(Bounding-box records)
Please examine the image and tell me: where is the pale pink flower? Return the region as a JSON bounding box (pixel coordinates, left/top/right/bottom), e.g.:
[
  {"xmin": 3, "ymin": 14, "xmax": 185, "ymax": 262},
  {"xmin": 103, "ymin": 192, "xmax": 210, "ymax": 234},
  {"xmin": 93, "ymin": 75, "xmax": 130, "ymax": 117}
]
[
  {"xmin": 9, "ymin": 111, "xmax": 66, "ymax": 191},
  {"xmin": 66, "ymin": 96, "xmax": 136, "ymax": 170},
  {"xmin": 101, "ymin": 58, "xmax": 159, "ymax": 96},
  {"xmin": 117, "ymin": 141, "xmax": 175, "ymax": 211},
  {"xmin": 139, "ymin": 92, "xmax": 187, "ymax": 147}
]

Directions:
Reproduce every line of the records above, requests included, multiplying each bounding-box coordinate in the answers by 0.65 and rounding to the nearest whole number, with halves rounded up. Leave the requests and their sample coordinates unchanged.

Answer to the exercise:
Please examine the image and tell me: where is the pale pink flower? Return the region as a JSON bounding box (pixel coordinates, left/top/right/bottom), e.g.:
[
  {"xmin": 3, "ymin": 14, "xmax": 185, "ymax": 262},
  {"xmin": 103, "ymin": 192, "xmax": 210, "ymax": 234},
  {"xmin": 93, "ymin": 75, "xmax": 130, "ymax": 117}
]
[
  {"xmin": 6, "ymin": 72, "xmax": 43, "ymax": 124},
  {"xmin": 43, "ymin": 62, "xmax": 88, "ymax": 111},
  {"xmin": 66, "ymin": 38, "xmax": 103, "ymax": 62},
  {"xmin": 76, "ymin": 92, "xmax": 114, "ymax": 137},
  {"xmin": 90, "ymin": 60, "xmax": 122, "ymax": 96}
]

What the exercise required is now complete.